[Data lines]

++++++++

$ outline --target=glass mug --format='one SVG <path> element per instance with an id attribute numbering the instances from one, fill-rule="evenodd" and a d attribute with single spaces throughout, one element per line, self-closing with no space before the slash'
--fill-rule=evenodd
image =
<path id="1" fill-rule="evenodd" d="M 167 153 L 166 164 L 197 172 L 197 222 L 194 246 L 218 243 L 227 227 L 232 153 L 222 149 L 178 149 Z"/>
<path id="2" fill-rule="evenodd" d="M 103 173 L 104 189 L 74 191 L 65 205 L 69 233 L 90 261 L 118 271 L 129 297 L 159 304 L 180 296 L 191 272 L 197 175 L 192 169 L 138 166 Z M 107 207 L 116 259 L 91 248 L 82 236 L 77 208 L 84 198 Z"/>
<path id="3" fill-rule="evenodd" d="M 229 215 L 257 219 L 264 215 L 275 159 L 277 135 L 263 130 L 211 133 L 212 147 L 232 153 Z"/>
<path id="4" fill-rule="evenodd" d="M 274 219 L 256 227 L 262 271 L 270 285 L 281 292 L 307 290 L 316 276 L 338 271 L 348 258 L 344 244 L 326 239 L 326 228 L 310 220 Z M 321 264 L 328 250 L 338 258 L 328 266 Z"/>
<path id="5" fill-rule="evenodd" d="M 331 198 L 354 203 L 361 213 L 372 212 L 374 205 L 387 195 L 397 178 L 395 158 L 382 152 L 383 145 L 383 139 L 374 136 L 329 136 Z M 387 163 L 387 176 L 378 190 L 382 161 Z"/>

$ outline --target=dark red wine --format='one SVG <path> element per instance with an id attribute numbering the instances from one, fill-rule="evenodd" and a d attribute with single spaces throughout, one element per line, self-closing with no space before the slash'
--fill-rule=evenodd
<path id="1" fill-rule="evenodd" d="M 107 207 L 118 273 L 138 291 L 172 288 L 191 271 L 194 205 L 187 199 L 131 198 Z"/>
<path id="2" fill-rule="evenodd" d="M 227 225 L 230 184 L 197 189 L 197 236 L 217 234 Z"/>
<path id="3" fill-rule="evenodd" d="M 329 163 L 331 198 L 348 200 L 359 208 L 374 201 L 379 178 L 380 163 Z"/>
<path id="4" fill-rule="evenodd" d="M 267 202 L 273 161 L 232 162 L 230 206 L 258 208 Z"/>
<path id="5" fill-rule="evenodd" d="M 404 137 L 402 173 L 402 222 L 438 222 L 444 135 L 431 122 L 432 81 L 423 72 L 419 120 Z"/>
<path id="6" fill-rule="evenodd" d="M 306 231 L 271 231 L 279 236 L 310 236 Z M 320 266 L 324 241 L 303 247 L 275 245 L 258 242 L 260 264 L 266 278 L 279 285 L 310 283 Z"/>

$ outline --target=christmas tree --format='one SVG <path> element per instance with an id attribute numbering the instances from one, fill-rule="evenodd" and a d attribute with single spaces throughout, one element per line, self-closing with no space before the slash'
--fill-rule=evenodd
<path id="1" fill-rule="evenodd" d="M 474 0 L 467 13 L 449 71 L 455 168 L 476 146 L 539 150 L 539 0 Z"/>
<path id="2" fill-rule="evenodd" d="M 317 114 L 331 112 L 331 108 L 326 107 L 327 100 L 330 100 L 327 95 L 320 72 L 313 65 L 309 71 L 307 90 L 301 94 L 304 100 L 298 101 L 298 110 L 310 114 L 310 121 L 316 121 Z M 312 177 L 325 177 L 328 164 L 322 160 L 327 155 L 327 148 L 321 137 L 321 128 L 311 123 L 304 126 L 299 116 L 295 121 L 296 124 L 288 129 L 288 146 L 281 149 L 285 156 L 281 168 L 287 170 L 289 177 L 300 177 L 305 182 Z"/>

++++++++

Stated goal –
Reproduce the records from the line with "outline --target=dark red" to the line with "404 137 L 402", both included.

In response –
$ outline --target=dark red wine --format='one SVG <path> element per instance with an id attribute numbering the instances from one, fill-rule="evenodd" and a d attribute with single spaces throughout, one element per line, self-closing with no space before the slash'
--fill-rule=evenodd
<path id="1" fill-rule="evenodd" d="M 107 207 L 118 273 L 138 291 L 172 288 L 191 271 L 194 205 L 187 199 L 131 198 Z"/>
<path id="2" fill-rule="evenodd" d="M 227 225 L 230 184 L 197 189 L 197 236 L 217 234 Z"/>
<path id="3" fill-rule="evenodd" d="M 329 163 L 331 198 L 348 200 L 359 208 L 374 201 L 379 178 L 380 163 Z"/>
<path id="4" fill-rule="evenodd" d="M 267 202 L 273 161 L 232 162 L 230 206 L 258 208 Z"/>
<path id="5" fill-rule="evenodd" d="M 404 137 L 402 173 L 402 222 L 438 222 L 444 135 L 431 122 L 432 81 L 423 72 L 419 120 Z"/>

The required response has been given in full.